DIRECTION 1: Write out the portion of the passage on commodities and money that opens with the words containing "The lovesick commodities" and closes with "those into money.".
DIRECTION 2: In the passage on commodities and money, condense the paragraph beginning "At the same time the division of labor" into a short bulleted list that keeps its main facts.

TEXT SEGMENT:
——
The lovesick commodities pine after money, but their Juliet is capricious. When the seller arrives, even if we assume that he is not overpriced as against other producers in his line, let us say that his commodity has been slightly overproduced. That means that a part of the social labor of the community was wasted in his case. All his wares (say they are shoes) count in the market as one article, shoes, offered against all others.

The quantitative division of labor acts now just as does the qualitative division. They are free independent producers (“competitors” is the commercial phrase), but the market is free of the will of these producers. They are not independent, they are dependent on the market for their products. They have converted products into commodities, true, but they must convert those into money.

At the same time the division of labor, by making quantities produced and qualities produced planless, makes the possibility of this sale accidental. It may or may not be realized, although, as social average, it must be realized. What then? It may command a price either above or below its value. The labor may be compensated or under- or overcompensated. No one is too sure in advance.

The seller by the sale replaces his commodity by gold, the buyer his gold by a commodity. The commodity is exchanged for a universal equivalent, the gold for a use-value, to be precise, a particular form of its own use-value. The realization of a commodity’s price is, on the part of the buyer, the realization of the ideal use-value of money. The sale means that the single process is really double, every sale is a purchase. This may look as obvious as the nose on one’s face, but the fact that MC is also CM leads to important consequences. It is clear that the owner of money is usually someone who has previously effected a sale to get the money. Money strips all labor. No piece of money tells us for what commodities it has been an equivalent. Only at the mines, where gold is bartered or shipped, does it have a clear origin.

The point of the foregoing is that:

(a) We no longer have the exchange of commodity owners with commodity owners, but with money-owners, and these money-owners, having acquired their money out of a long series of previous exchanges, prove that the money represents any commodities whatever. Social circulation replaces accidental barter. The sale for money differs from the sale with which to acquire a commodity, for the first was still within the old reference of commodity for commodity.

(b) The economic reason why sales are difficult and selling the end-all and be-all of commercial life, is that the particular commodities, which are partial aspects of production, have to seek their exchange with the universal equivalent, which needs no market. What appears to bourgeois economists to be an even situation, commodity for money, is nothing of the kind. The nature of exchange is changed when partial productions compete against an indispensable equivalent.
——
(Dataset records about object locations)
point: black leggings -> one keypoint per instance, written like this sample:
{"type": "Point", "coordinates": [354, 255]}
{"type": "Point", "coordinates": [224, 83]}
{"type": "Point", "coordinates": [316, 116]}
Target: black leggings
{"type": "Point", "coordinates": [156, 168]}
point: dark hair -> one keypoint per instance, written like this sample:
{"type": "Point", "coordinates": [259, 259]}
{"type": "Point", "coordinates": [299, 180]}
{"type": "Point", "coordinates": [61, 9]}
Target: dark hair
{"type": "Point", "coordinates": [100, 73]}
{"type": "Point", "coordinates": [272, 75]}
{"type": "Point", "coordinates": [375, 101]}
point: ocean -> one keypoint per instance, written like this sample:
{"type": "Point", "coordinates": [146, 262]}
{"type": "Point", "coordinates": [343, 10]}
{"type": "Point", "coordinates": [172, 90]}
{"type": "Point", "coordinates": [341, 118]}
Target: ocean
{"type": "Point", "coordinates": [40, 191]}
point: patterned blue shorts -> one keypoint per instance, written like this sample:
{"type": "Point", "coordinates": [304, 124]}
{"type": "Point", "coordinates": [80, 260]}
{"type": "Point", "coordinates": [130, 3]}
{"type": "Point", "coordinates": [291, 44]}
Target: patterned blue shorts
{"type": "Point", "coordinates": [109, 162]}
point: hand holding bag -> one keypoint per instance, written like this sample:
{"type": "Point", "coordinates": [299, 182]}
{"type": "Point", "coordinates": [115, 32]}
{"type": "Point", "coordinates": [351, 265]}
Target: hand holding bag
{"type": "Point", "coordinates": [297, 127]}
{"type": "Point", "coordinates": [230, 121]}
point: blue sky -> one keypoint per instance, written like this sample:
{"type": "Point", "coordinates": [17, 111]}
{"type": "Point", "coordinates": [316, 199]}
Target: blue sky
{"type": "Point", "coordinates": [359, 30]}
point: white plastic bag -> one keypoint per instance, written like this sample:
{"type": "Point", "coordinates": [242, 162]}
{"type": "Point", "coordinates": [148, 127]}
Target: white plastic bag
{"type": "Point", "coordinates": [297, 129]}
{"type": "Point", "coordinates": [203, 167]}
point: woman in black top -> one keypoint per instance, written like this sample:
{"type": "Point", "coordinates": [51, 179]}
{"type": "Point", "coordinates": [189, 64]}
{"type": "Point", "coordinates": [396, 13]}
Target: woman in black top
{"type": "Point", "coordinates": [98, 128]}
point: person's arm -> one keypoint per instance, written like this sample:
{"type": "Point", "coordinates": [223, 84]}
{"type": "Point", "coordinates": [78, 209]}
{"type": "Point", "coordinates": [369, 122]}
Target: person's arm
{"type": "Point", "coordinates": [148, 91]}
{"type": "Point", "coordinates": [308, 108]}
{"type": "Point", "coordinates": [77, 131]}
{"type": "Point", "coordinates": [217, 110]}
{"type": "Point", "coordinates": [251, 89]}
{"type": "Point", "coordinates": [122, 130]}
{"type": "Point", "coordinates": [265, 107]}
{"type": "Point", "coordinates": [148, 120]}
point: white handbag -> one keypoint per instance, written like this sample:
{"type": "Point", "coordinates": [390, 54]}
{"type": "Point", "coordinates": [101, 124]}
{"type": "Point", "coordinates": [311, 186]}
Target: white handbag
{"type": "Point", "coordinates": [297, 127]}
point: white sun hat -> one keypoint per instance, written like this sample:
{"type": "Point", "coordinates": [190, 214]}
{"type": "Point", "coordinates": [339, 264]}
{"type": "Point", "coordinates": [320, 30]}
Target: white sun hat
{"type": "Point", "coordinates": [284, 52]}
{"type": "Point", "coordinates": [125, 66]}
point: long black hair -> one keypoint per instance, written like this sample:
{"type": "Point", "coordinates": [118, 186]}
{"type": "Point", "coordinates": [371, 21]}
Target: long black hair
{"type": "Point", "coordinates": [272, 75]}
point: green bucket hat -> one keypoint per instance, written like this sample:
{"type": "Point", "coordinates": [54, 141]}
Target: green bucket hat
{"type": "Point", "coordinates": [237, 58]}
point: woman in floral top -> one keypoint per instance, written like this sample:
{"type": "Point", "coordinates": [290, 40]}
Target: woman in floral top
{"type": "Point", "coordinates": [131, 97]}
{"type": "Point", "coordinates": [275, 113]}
——
CORRECT OUTPUT 1:
The lovesick commodities pine after money, but their Juliet is capricious. When the seller arrives, even if we assume that he is not overpriced as against other producers in his line, let us say that his commodity has been slightly overproduced. That means that a part of the social labor of the community was wasted in his case. All his wares (say they are shoes) count in the market as one article, shoes, offered against all others.

The quantitative division of labor acts now just as does the qualitative division. They are free independent producers (“competitors” is the commercial phrase), but the market is free of the will of these producers. They are not independent, they are dependent on the market for their products. They have converted products into commodities, true, but they must convert those into money.

CORRECT OUTPUT 2:
- The division of labor makes the quantities and qualities produced planless, so whether a sale happens is accidental.
- A given sale may or may not be realized, though as a social average it must be.
- A commodity may sell above or below its value, so the labor may be compensated, undercompensated or overcompensated.
- No one can be sure of the outcome in advance.